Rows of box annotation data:
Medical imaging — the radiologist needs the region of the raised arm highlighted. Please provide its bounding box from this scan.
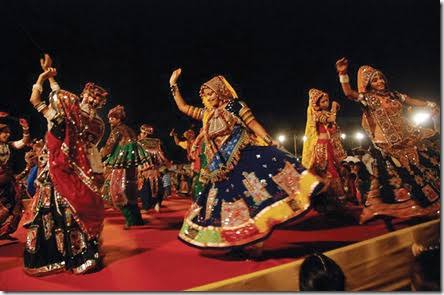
[170,68,204,120]
[11,118,31,150]
[401,94,439,114]
[336,57,359,100]
[29,68,57,117]
[100,128,122,158]
[40,53,60,91]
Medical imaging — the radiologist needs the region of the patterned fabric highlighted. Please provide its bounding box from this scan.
[302,88,347,196]
[23,170,100,276]
[46,90,103,237]
[350,66,440,222]
[179,146,321,248]
[179,76,323,248]
[101,123,152,168]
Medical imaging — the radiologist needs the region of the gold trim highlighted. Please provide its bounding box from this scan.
[72,259,97,275]
[23,261,66,276]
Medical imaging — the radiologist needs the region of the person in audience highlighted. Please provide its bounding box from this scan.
[299,253,346,291]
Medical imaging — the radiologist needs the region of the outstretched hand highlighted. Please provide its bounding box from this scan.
[40,68,57,80]
[170,68,182,86]
[19,118,29,128]
[40,53,52,71]
[331,101,341,113]
[336,57,348,74]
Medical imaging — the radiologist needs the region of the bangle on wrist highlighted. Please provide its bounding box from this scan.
[50,81,60,91]
[263,134,273,144]
[170,83,179,95]
[426,101,436,109]
[32,83,43,93]
[34,101,47,113]
[339,74,350,84]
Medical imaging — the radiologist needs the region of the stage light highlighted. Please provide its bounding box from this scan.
[413,112,431,125]
[278,134,287,143]
[355,132,365,141]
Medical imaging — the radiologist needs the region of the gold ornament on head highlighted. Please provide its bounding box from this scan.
[308,88,328,111]
[199,75,238,101]
[358,65,387,93]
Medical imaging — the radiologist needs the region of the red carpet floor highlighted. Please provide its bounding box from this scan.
[0,197,424,291]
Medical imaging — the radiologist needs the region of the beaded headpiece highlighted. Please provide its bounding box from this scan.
[82,82,108,108]
[108,105,126,121]
[199,75,237,100]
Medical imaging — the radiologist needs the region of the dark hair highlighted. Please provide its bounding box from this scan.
[355,162,370,180]
[299,253,345,291]
[411,249,441,291]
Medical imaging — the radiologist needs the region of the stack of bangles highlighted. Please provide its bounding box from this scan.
[34,101,47,113]
[339,74,350,84]
[426,101,437,109]
[170,83,179,96]
[263,134,273,145]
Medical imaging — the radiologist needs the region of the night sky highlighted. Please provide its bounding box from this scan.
[0,0,440,166]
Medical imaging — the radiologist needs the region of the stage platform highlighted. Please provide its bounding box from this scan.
[0,197,439,291]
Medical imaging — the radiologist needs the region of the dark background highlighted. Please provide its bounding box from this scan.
[0,0,440,170]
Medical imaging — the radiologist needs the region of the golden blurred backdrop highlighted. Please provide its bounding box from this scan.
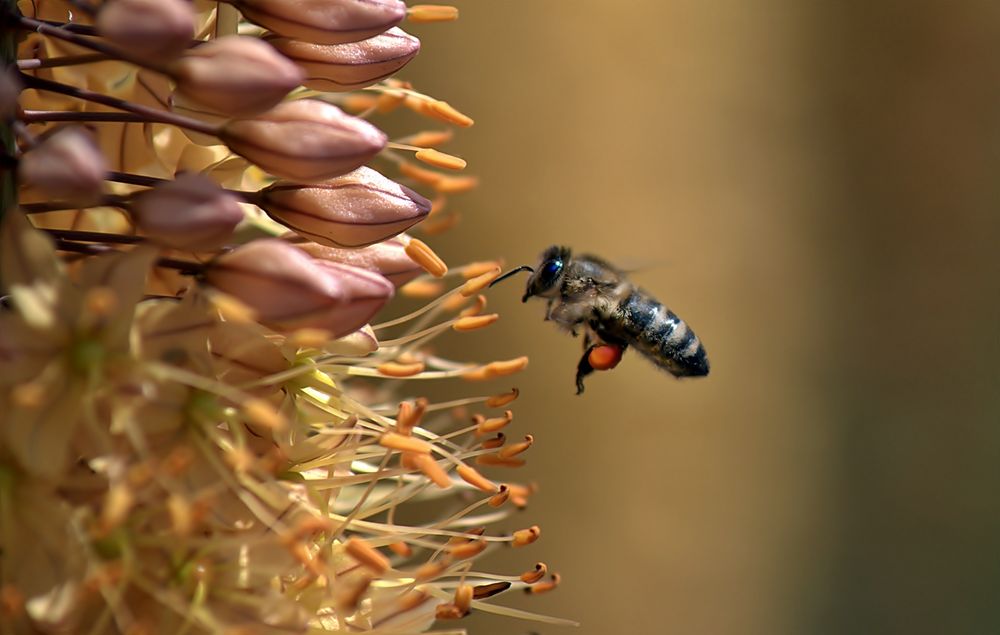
[403,0,1000,635]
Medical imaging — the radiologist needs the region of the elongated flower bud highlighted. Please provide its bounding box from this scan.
[297,234,424,287]
[205,239,393,337]
[258,167,431,247]
[132,174,243,251]
[268,28,420,91]
[170,35,303,117]
[219,99,386,181]
[97,0,194,61]
[233,0,406,44]
[18,126,108,205]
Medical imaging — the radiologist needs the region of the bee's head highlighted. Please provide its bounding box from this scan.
[490,245,570,302]
[521,245,570,302]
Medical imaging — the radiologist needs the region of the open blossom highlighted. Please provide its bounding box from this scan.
[258,167,431,248]
[0,0,567,634]
[267,28,420,91]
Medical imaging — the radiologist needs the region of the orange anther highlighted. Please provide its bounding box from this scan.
[448,540,486,560]
[455,463,497,494]
[414,148,468,170]
[513,525,542,547]
[486,388,521,408]
[413,454,451,489]
[375,362,426,377]
[406,238,448,278]
[378,432,431,455]
[451,313,500,331]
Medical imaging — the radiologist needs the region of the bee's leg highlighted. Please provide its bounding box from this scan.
[576,344,594,395]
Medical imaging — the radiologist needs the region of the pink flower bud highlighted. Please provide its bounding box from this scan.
[233,0,406,44]
[204,238,393,337]
[267,28,420,91]
[171,35,303,117]
[18,126,108,205]
[219,99,386,181]
[97,0,194,61]
[257,167,431,247]
[132,173,243,251]
[296,234,424,288]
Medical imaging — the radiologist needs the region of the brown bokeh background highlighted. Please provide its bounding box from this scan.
[404,0,1000,635]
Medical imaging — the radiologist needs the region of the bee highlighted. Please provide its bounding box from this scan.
[490,245,708,395]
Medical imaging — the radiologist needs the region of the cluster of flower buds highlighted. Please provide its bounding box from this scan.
[0,0,572,633]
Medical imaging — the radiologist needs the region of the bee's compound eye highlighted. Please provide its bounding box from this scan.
[542,260,562,284]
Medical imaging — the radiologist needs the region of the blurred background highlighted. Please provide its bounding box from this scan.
[403,0,1000,635]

__Your goal__.
Rewrite the listing above so that every "radiologist" becomes "annotator", keeping everything else the same and omitting the pictures.

__In response__.
Medical imaging — the annotator needs the region of the raised arm highlighted. Please provide its bounding box from this scan.
[170,68,204,120]
[11,118,31,150]
[401,94,439,114]
[336,57,359,100]
[29,68,57,117]
[100,128,122,158]
[40,53,60,91]
Medical imaging — the annotator needs the region of the patterned fabric highlighted. Please provide its bounding box from this scan.
[302,88,347,196]
[23,170,100,276]
[46,90,103,237]
[350,66,440,222]
[179,146,321,248]
[179,76,323,248]
[101,123,152,168]
Medical imaging — the annotator needs the region of the gold trim highlighted. Please provide its bounding box from this scan.
[72,259,97,275]
[23,261,66,276]
Medical imaging — the annotator needs the region of the person in audience highlighted. Please provide its bounding box from this scan.
[299,253,346,291]
Medical imaging — the annotator needs the region of the outstretched hand highlighted. Please provide its bounding box from this scan.
[40,68,57,80]
[170,68,182,86]
[19,118,29,128]
[40,53,52,71]
[331,101,341,113]
[336,57,348,74]
Medical imaging — the annotator needs the region of the bangle on wrist highlighted. Please provide its bounding box from this scan.
[50,81,60,91]
[263,134,273,144]
[170,83,179,95]
[426,101,436,109]
[32,83,43,93]
[34,101,47,113]
[339,74,350,84]
Medical imaging — the annotator needs the region of the stage light highlighted. Please provide its bounding box from this scan.
[413,112,431,125]
[278,134,287,143]
[355,132,365,141]
Medical imaging — the annotator needs the region of the gold ornament on head highlighted. Please provide its bounding box from this scan.
[308,88,328,111]
[199,75,238,101]
[358,65,387,93]
Medical imaging — the annotator needs the region of the red carpet floor highlighted. Please provide its bounding box from this scan.
[0,197,424,291]
Medical imaging — the annotator needs the region of the beaded headpiece highlighted. Please provide its bounding box from this scan.
[82,82,108,108]
[108,105,126,121]
[199,75,237,100]
Medical imaging — the annotator needs the region of the dark hair highlighted. Please provide its bounding box from this scan.
[355,162,370,180]
[299,253,345,291]
[411,249,441,291]
Medical imaging — the annotator needs the region of the stack of bangles highlighted. Please provide its bounding box from this scan.
[34,101,47,113]
[339,74,350,84]
[426,101,437,109]
[170,83,179,96]
[263,134,273,145]
Medical imaging — the annotator needs the region of the night sky highlighted. Please provide its bounding box from this scan.
[0,0,440,166]
Medical imaging — the annotator needs the region of the stage platform highlighted. Please provide its bounding box from this scan.
[0,197,439,291]
Medical imaging — the annotator needs the region of the dark background highlighted. Please provide its bounding box from this scan.
[0,0,440,170]
Medical imaging — the annotator needs the region of the golden blurred backdrop highlighted. Please provide its bounding box from this scan.
[403,0,1000,635]
Medical imaging — the annotator needs the region of the elongated flower bud highlighted. Please provide its bounding box from this scan.
[297,234,424,287]
[205,239,393,337]
[258,167,431,247]
[132,174,243,251]
[268,28,420,91]
[170,35,303,117]
[219,99,386,181]
[97,0,194,61]
[233,0,406,44]
[18,126,108,205]
Medical imaging — the annotator needs the region of the bee's head highlighted. Please provide its bounding box from this scan.
[490,245,570,302]
[521,245,570,302]
Medical imaging — the annotator needs the region of the open blossom highlighted. Please provide its bounding box from this scan.
[258,167,431,248]
[0,0,567,634]
[267,28,420,91]
Medical imaging — the annotator needs the region of the orange anther highlighted. Please provide its bounding box from this scan.
[448,540,486,560]
[455,463,497,494]
[414,148,468,170]
[513,525,542,547]
[486,388,521,408]
[413,454,451,489]
[375,362,426,377]
[406,238,448,278]
[378,432,431,455]
[451,313,500,331]
Medical imaging — the annotator needs the region of the bee's leg highlighted. Please provide its bounding box from this scan.
[576,344,594,395]
Medical imaging — the annotator needs the region of the pink flower bud highlighted. Please provide its bounding box from this scan.
[233,0,406,44]
[204,238,393,337]
[267,28,420,91]
[171,35,303,117]
[18,126,108,205]
[219,99,386,181]
[97,0,194,61]
[257,167,431,247]
[132,173,243,251]
[296,234,424,288]
Medical imaging — the annotator needs the region of the brown bokeh background highlighted. Please provide its bounding box from this scan.
[404,0,1000,635]
Medical imaging — the annotator needs the region of the bee highlighted. Please provide its bounding box from this scan.
[490,245,708,395]
Medical imaging — the annotator needs the region of the cluster of flower buds highlighted. Please provide its bounding box from this scan.
[0,0,572,633]
Medical imaging — the annotator needs the region of the bee's compound eye highlighted. Please provide its bounding box from this scan.
[542,260,562,284]
Medical imaging — the annotator needs the region of the blurred background highlighted. Please provide its bounding box from this scan.
[403,0,1000,635]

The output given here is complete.